| Excerpted records |
|---|

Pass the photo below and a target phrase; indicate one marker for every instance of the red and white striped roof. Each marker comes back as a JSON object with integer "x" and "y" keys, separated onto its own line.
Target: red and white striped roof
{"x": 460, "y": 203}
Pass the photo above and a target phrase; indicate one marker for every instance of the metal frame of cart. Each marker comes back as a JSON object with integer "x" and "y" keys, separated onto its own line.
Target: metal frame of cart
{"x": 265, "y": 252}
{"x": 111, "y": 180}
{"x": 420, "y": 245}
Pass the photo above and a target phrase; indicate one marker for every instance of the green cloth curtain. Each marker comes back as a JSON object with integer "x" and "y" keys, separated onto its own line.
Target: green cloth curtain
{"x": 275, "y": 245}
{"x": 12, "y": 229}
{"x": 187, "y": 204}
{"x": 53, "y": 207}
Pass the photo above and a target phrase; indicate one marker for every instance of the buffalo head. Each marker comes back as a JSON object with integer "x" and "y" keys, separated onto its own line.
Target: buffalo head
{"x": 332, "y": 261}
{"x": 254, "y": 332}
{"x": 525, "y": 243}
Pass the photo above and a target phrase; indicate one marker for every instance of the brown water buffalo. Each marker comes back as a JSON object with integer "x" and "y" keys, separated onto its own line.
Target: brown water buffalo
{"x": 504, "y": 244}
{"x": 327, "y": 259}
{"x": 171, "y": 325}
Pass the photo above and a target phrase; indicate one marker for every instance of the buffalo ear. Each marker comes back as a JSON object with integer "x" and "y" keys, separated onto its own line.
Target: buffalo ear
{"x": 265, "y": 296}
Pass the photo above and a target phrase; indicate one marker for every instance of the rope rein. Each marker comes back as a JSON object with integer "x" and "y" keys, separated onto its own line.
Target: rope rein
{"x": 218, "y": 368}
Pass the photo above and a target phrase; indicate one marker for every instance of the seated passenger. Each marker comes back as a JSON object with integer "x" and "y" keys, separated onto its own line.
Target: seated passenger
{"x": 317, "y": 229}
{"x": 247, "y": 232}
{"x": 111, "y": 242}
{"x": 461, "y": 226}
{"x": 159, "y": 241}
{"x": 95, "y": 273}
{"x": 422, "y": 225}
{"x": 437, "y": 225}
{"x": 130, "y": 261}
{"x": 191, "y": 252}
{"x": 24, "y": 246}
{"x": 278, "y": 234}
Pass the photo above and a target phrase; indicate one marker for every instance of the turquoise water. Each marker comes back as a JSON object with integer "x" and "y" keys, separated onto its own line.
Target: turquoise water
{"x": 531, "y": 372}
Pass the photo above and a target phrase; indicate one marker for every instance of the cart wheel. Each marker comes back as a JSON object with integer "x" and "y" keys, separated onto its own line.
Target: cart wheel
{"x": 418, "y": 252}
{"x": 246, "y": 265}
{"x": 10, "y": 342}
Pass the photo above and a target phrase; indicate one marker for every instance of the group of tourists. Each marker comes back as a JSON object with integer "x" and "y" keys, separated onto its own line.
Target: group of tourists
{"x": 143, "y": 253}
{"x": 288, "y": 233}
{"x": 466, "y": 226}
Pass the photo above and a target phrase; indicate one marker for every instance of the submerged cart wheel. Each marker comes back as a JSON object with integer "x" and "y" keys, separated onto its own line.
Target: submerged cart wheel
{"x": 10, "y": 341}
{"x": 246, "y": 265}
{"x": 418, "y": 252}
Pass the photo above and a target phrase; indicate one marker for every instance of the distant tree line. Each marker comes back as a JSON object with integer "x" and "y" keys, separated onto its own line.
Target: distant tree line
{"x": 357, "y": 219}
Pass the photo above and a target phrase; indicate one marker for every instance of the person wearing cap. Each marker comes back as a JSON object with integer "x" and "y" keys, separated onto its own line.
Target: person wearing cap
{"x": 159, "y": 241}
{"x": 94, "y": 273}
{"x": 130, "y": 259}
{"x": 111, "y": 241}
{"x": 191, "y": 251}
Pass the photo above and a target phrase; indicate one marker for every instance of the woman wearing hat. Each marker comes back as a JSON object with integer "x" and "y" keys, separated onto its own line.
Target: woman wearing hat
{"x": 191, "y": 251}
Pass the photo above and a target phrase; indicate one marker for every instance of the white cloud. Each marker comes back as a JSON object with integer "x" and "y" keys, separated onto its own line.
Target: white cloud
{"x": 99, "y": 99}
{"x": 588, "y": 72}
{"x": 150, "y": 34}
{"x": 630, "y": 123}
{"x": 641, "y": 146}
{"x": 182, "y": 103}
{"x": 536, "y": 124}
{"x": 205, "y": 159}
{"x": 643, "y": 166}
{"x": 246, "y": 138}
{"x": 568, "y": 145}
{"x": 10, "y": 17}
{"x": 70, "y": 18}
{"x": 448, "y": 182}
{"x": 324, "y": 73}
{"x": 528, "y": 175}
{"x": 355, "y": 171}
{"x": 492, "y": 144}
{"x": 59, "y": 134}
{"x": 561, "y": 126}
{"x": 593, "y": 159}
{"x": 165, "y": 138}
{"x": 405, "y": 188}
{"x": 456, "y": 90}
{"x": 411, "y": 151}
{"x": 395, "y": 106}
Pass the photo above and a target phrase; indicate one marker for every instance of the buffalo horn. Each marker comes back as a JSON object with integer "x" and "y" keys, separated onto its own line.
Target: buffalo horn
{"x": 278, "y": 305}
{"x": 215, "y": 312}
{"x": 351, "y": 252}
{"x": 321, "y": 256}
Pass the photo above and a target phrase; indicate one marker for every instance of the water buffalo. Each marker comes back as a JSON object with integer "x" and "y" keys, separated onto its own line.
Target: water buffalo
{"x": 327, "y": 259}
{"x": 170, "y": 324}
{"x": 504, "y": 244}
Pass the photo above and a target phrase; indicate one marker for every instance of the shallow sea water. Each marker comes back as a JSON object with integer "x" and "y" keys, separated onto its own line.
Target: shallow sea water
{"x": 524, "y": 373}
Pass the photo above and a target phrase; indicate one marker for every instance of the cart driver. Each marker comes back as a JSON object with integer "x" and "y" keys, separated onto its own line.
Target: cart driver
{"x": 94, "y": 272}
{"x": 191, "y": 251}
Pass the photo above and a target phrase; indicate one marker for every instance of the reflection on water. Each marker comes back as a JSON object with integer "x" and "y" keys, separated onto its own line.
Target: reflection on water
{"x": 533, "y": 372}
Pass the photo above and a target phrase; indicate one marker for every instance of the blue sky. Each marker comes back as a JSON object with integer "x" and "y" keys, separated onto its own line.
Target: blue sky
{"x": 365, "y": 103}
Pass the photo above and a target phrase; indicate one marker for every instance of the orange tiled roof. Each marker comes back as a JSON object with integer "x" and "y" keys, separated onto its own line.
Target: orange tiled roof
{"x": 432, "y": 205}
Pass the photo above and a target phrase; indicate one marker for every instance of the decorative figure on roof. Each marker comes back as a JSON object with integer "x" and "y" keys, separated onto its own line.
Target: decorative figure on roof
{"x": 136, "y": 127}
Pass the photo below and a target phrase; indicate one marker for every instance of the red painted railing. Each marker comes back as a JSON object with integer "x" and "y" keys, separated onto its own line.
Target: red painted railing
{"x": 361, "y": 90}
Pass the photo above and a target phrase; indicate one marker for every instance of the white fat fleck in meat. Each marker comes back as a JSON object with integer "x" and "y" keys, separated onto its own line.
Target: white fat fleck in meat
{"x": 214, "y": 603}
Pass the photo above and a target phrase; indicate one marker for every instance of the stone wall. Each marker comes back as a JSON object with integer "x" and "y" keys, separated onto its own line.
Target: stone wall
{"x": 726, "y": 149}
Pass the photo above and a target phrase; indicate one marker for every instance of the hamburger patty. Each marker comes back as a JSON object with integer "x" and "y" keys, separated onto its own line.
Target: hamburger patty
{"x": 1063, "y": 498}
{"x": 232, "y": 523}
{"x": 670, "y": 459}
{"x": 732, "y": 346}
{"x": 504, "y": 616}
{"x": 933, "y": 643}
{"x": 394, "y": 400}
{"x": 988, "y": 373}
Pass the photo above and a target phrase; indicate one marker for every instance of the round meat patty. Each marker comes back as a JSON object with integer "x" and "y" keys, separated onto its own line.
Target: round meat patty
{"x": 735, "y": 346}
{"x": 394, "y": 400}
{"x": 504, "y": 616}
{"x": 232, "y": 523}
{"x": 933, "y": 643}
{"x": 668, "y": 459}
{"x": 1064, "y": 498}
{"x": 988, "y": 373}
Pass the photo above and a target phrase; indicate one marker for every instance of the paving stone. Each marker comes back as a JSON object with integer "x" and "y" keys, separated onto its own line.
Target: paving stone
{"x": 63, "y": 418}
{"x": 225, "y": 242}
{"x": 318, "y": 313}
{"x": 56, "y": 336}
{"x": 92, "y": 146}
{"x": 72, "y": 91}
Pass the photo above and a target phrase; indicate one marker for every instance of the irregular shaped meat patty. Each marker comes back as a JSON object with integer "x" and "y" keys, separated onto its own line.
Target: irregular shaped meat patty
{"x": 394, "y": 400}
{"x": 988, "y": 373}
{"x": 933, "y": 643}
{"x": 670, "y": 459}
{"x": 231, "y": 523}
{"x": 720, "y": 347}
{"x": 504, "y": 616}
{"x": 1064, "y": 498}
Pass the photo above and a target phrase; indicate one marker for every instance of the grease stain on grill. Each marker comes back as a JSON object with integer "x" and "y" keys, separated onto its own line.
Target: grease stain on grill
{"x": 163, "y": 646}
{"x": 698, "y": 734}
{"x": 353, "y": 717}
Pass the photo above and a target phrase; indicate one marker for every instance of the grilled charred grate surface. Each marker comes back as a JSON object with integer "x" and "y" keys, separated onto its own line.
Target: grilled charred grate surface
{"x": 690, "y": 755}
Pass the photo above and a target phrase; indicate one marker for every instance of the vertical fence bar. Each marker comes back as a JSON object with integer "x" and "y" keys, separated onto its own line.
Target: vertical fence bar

|---|

Pull every line containing "fence" from the entries above and copy it.

Pass the photo above and a target phrase; indicate one marker for every instance of the vertical fence bar. Each marker comes back as a JSON object with integer "x" and "y" keys, separated onto its own line.
Target: vertical fence bar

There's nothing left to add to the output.